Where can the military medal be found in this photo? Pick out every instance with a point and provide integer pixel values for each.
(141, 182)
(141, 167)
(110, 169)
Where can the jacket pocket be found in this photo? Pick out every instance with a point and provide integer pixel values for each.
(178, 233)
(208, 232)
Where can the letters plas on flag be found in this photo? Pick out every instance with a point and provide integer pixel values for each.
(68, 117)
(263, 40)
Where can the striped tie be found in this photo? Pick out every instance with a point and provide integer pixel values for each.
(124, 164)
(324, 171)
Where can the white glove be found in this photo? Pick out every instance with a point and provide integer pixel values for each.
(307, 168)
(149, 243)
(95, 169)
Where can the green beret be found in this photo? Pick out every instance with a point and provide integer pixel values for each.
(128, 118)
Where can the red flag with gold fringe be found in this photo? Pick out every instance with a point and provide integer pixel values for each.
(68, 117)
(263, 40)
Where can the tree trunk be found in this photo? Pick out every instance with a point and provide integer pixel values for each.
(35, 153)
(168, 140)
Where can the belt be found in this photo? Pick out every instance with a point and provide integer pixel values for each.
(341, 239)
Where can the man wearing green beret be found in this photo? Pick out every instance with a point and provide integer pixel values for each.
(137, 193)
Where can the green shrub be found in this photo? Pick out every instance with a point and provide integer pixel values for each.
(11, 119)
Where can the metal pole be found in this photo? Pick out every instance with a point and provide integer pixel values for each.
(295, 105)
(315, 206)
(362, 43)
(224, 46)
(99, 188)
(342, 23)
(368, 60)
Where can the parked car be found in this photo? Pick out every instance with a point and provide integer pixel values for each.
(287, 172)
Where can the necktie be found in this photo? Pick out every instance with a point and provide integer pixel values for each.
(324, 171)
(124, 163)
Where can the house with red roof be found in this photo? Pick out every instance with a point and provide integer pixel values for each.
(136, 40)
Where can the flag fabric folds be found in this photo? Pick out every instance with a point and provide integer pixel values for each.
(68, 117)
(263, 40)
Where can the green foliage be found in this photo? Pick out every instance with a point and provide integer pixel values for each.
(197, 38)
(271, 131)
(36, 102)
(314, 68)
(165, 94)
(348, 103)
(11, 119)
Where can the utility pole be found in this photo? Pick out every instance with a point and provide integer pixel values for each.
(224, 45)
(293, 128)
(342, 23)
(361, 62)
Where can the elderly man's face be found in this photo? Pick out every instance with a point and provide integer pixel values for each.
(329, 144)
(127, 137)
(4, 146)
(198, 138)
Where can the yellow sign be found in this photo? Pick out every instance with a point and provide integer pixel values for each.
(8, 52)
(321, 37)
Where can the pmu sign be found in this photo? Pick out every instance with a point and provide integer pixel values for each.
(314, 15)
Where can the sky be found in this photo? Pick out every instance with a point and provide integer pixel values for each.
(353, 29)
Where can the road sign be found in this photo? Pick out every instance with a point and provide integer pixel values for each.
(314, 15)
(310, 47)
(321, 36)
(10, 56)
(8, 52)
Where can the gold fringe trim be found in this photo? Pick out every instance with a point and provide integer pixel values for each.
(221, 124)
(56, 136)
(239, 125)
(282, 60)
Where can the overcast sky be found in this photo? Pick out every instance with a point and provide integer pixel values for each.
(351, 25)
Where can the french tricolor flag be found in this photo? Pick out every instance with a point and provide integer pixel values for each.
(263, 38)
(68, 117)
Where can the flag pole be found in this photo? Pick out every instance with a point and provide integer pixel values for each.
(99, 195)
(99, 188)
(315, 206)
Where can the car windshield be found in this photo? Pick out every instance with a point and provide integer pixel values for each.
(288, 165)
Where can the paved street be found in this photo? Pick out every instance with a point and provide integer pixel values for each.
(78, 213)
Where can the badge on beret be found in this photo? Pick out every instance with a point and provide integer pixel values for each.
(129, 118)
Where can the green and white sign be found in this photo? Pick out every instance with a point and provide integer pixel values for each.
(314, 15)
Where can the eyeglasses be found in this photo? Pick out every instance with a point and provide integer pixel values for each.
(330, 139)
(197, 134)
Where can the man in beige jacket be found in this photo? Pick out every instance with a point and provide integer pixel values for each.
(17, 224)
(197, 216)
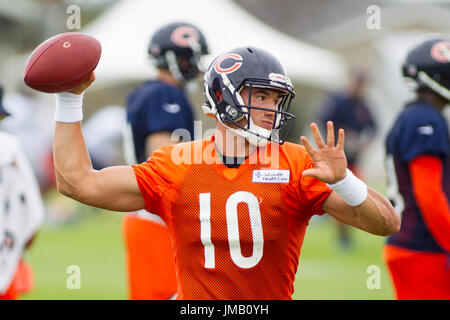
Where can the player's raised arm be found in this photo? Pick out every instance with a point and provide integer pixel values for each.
(351, 201)
(64, 65)
(113, 188)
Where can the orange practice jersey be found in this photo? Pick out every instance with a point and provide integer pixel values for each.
(237, 233)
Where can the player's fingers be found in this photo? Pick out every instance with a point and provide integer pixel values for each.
(84, 85)
(341, 139)
(330, 134)
(317, 136)
(308, 146)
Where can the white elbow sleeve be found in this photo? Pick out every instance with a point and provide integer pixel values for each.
(69, 107)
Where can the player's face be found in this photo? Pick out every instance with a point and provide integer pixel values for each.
(263, 98)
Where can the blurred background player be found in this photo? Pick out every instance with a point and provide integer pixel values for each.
(349, 110)
(418, 164)
(154, 110)
(21, 214)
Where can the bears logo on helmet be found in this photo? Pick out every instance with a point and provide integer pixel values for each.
(248, 67)
(427, 64)
(178, 48)
(237, 64)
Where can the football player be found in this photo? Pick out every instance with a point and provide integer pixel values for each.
(418, 164)
(236, 204)
(154, 110)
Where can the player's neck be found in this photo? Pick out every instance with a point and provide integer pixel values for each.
(433, 99)
(230, 144)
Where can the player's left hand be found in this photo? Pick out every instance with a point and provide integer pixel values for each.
(330, 163)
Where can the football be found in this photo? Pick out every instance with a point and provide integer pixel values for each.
(62, 62)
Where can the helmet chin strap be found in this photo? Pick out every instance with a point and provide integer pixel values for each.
(173, 66)
(435, 86)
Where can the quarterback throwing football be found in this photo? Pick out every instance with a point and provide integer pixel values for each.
(237, 204)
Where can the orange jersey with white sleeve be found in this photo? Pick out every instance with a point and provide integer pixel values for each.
(237, 232)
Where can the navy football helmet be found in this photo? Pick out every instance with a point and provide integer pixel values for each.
(248, 67)
(428, 64)
(178, 47)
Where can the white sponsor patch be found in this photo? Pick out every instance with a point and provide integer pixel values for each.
(427, 130)
(172, 107)
(271, 176)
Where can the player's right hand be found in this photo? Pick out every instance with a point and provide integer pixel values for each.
(82, 87)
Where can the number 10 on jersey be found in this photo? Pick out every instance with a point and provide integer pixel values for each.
(232, 229)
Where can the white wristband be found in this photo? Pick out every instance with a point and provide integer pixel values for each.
(351, 189)
(69, 107)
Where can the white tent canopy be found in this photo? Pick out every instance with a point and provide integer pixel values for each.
(125, 30)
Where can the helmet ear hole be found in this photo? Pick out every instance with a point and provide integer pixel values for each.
(219, 95)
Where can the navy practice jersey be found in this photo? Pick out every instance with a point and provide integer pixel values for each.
(154, 107)
(419, 130)
(351, 114)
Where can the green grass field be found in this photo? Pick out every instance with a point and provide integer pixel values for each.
(94, 243)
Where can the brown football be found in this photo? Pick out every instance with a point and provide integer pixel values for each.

AIM OF THE TASK
Repeat each record exactly, with the pictures left out.

RESPONSE
Where can the military medal be found in this photo? Pick out every instance with a point and provide integer pixel values for each.
(141, 182)
(141, 167)
(110, 169)
Where can the jacket pocket be found in this photo? Pick out every instance with a point and provide integer pixel values for each.
(178, 233)
(208, 232)
Where can the letters plas on flag be found in this photo? Pick out every instance with a point and provide integer pixel values for each.
(68, 117)
(263, 40)
Where can the striped tie be found in this photo? Pick out every instance with a point and provide integer pixel values for each.
(124, 164)
(324, 171)
Where can the white glove be found in this photo? Pick out every instance with a point and provide integer pixel values for each.
(307, 168)
(149, 243)
(95, 169)
Where can the green beret be found in this photo? Pick out every instance with a point and provide integer pixel values for each.
(128, 118)
Where can the red flag with gold fringe be found in this photo? Pick out every instance with a point and provide integer pixel values for each.
(68, 117)
(263, 40)
Where can the tree trunk be found in this photo? Pick out every instance with a point and provide integer pixel values for each.
(35, 153)
(168, 140)
Where can the belt be found in this photo? Pick out every instance with a point and provide integer pixel values for each.
(341, 239)
Where can the man wearing green beret be found in this photo? Pick out every instance with a point and provide integer pixel values for each.
(137, 193)
Where can the green shrub be found in this photo? Pick out every instance with a point and provide integer pixel values for each.
(11, 119)
Where can the metal pole be found in this photo? Pick out every instance with a point and provide integer pixel values for each.
(295, 105)
(315, 206)
(362, 43)
(224, 46)
(99, 188)
(342, 23)
(368, 60)
Where can the parked car be found in this photo? Pick out every instance with a point and provide integer pixel values for each.
(287, 172)
Where can the necktie be found in this photo? Pick out every instance with a point and provide integer pixel values for each.
(324, 171)
(124, 163)
Where can the house with red roof be found in this photo? Pick out every instance with a point and provide integer pixel values for each.
(136, 40)
Where can the flag fabric folds be found in this photo? Pick out every instance with a point and provide integer pixel values for each.
(68, 117)
(263, 40)
Where can the green foliage be found in this photo? Pick out every instance with a point and provide integer pixel values for each.
(197, 38)
(271, 131)
(36, 102)
(314, 68)
(165, 94)
(348, 103)
(11, 119)
Where can the utility pole be found in this photo? Pick out every instance with a point and provide integer pixel values for each.
(224, 45)
(293, 128)
(342, 23)
(361, 62)
Where can the elderly man's face be found in this photo? Pick out every instance with a point and provide integer pixel values for each.
(329, 144)
(127, 137)
(4, 146)
(198, 138)
Where can the yellow sign be found in this photo? Pick out every instance with a point and provide integer pixel values for each.
(8, 52)
(321, 37)
Where can the pmu sign be found in this photo? Pick out every instance with a point and provide integer pixel values for each.
(314, 15)
Where can the sky be found in this photo? Pick out every instance with a point and provide integer pixel values for each.
(353, 29)
Where can the road sign be found in this photo? Pick out every instance with a point and provide integer pixel values for each.
(314, 15)
(310, 47)
(321, 36)
(10, 56)
(8, 52)
Where can the gold fringe trim be found in this photo? Pick out every instance with a point and provide integer pixel values for each.
(221, 124)
(56, 136)
(239, 125)
(282, 60)
Where can the overcast sky be found in this photo? Pick out every instance with a point and provide integer pixel values for each.
(351, 25)
Where can the french tricolor flag be found in this photo? Pick out every instance with a point and provide integer pixel values for each.
(263, 38)
(68, 117)
Where can the flag pole be found in this photo? Pick out every instance with a point and provide integer pixel values for each.
(99, 195)
(99, 188)
(315, 206)
Where can the car windshield be found in this photo? Pick out every instance with a point and provide integer pixel values for each.
(288, 165)
Where can the paved street be found in this photo? Pick out every instance with a point and provide integer pixel values for each.
(78, 213)
Where can the badge on beret be found in this photo? Pick out every instance with a point and provide integer pixel values for each.
(129, 118)
Where can the green and white sign be found in this photo? Pick out every instance with a point and provide integer pixel values for each.
(314, 15)
Where can the eyeglasses be found in this photo? Pick out every instance with a point and provide integer pixel values for each.
(330, 139)
(197, 134)
Where can the man in beige jacket be found in this photo? Pick out every instance with a point and provide integer pixel values for each.
(17, 224)
(197, 216)
Where can the player's raised arm be found in this photo? Pick out every instance with a point and provide integer pixel values for each.
(351, 201)
(64, 65)
(113, 188)
Where can the orange practice jersey be found in this photo? Pick out every instance with a point and provide integer pixel values for each.
(237, 233)
Where can the player's fingers be found in this photo? Pick out every instance with a point and provide integer pixel values for each.
(84, 85)
(341, 139)
(330, 134)
(317, 136)
(308, 146)
Where can the white elbow sleeve be found in this photo? Pick out every instance with a point and provide integer pixel values for each.
(69, 107)
Where can the player's face be found in this photo? Pick out every instance with a point and provide integer pixel values for each.
(263, 98)
Where can the blurred background player be found in this photo? Pick out every instance with a point and provide integer pixel values for each.
(349, 110)
(418, 164)
(154, 110)
(21, 214)
Where can the bears logo on helmet be found in this photo? Pick out every instance with a point and provide integer pixel values for each.
(248, 67)
(427, 64)
(178, 48)
(237, 64)
Where can the football player be found in this photo? Pick out every instance with a point and provide integer pixel values for each.
(418, 164)
(236, 204)
(154, 110)
Where can the player's neck be found in this photo? Pick out every instance with a point and provide integer pixel values for each.
(433, 99)
(230, 144)
Where can the player's left hand be found in this photo? Pick out every instance with a point and provide integer pixel values for each.
(330, 163)
Where can the football be found in this photo? Pick out every instance with a point and provide integer pixel values for each.
(62, 62)
Where can the helmet chin strap be found in this photo? Pick out every instance with a point and provide integer pixel values for each.
(173, 66)
(435, 86)
Where can the quarterback throwing football be found in this photo? Pick out every instance with a point and provide integer pixel values for each.
(237, 204)
Where can the orange jersey with white sleeve be found in this photo? Pick out every instance with a point and provide integer pixel values for each.
(237, 232)
Where can the navy football helmet be found in this photo? Pick out every instance with a point and provide integer pixel values for each.
(248, 67)
(428, 64)
(178, 47)
Where can the white sponsor patch be found in this photo? Pick out every instance with a point and provide integer pixel values for each.
(427, 130)
(172, 107)
(271, 176)
Where can the player's right hand be found in this photo? Pick out every instance with a point and provide integer pixel values for each.
(82, 87)
Where can the number 10 on jersey be found in this photo? Pick out every instance with a point and provide integer pixel values for each.
(232, 229)
Where can the white wristband be found in this photo? Pick out every instance with a point and provide integer pixel values for each.
(351, 189)
(69, 107)
Where can the white tent canopy be found in this photo? Pick out every instance with a point and provide integer pixel values for each.
(125, 30)
Where can the helmet ear hole be found in this photo? Pick out every instance with a point and provide integer pixel values for each.
(219, 95)
Where can the navy practice jersey be found in this photo? Pick out every instance with a point and provide integer pixel values for each.
(154, 107)
(419, 130)
(351, 114)
Where can the green grass field be found in this photo? Pick out every instance with a point and provide integer pixel values for each.
(94, 243)
Where can the brown football be found in this photo? Pick out every instance with a point and provide integer pixel values for each.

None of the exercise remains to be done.